In quale periodo storico si svolge la storia presentata nell'estratto del testo?

===== Estratto del testo =====

Questa è troppo ganza per non essere ri-vista e ri-pubblicata! In due parole, senza spoilerare troppo: vizi privati di nobili maiali e pubbliche virtù di popolani sottomessi.
L’ho trovata su un sito con sezione di racconti erotici e porno con i quali spesso mi arrapo come un satiro per tirarmi una bella raspona con verniciatura finale del tavolo. Vedere le candide ‘righe’ di panna mi manda in visibilio e spesso me le tiro su a linguate: slurp!
Uno dei motivi di dibattito più ricorrenti è se le storie siano vere o inventate. Sinceramente non mi frega molto: come detto basta che me lo facciano diventare di legno.
In ogni caso questa ve la riporto, però riletta e riscritta a mio personale gusto e punto di vista. Se l’autore - o meglio il discendente che l’ha resa pubblica dopo qualche secolo - dovesse incazzarsi perché non gli ho chiesto il permesso si faccia pure avanti: cancello tutto con scuse o alla peggio ci vediamo. Ho un sano ‘argomento’ da proporgli.
Il suddetto sta anche cercando aiuto per decifrare la sigla riportata davanti al nome suo e dei suoi antenati: ‘Insigne di I.P.S’. Non so voi ma io l’ho capita subito, appena letto il finale. Comunque la vediamo dopo, anche perché credo che i suoi interventi appariranno dopo il mio e solo sul profilo del nostro magnanimo ospite - tal ‘remigiuslp’ - ergo non nella vetrina.
La storia si svolge in quel periodo storico in cui i nobili opprimevano i loro sudditi con tasse di varia natura e spesso alla lettera: ‘in natura’.

===== Sezione dati =====

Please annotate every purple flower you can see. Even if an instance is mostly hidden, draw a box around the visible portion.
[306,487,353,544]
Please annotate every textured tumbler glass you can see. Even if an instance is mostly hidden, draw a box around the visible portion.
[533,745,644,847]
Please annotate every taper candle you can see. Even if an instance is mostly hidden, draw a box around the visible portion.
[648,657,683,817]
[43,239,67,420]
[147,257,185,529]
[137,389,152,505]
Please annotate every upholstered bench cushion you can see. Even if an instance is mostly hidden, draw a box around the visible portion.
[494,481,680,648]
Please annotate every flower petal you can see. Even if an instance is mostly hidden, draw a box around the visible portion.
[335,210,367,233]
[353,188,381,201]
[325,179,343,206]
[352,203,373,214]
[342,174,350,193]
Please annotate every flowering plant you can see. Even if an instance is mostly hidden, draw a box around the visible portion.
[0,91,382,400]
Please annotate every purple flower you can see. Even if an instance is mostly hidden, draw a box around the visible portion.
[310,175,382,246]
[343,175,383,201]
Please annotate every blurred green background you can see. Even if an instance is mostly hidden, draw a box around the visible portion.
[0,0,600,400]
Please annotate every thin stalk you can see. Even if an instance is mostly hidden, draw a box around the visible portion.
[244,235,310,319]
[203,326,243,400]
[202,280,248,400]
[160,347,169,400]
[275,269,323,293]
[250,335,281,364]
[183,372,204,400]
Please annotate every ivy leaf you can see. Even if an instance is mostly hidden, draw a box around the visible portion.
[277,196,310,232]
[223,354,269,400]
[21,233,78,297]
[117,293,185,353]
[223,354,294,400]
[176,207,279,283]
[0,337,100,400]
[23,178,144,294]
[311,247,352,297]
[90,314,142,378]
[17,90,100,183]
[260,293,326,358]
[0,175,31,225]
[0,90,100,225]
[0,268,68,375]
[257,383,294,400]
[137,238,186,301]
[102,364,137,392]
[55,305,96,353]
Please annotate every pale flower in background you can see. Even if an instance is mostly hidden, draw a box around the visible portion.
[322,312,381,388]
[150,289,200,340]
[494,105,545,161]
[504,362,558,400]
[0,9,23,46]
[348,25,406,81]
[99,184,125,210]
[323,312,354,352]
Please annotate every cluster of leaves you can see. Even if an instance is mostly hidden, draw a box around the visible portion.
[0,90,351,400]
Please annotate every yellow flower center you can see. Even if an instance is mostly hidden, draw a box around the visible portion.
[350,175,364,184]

=====

Risultato dell'esercizio: Nel periodo in cui i nobili opprimevano i loro sudditi con tasse di varia natura.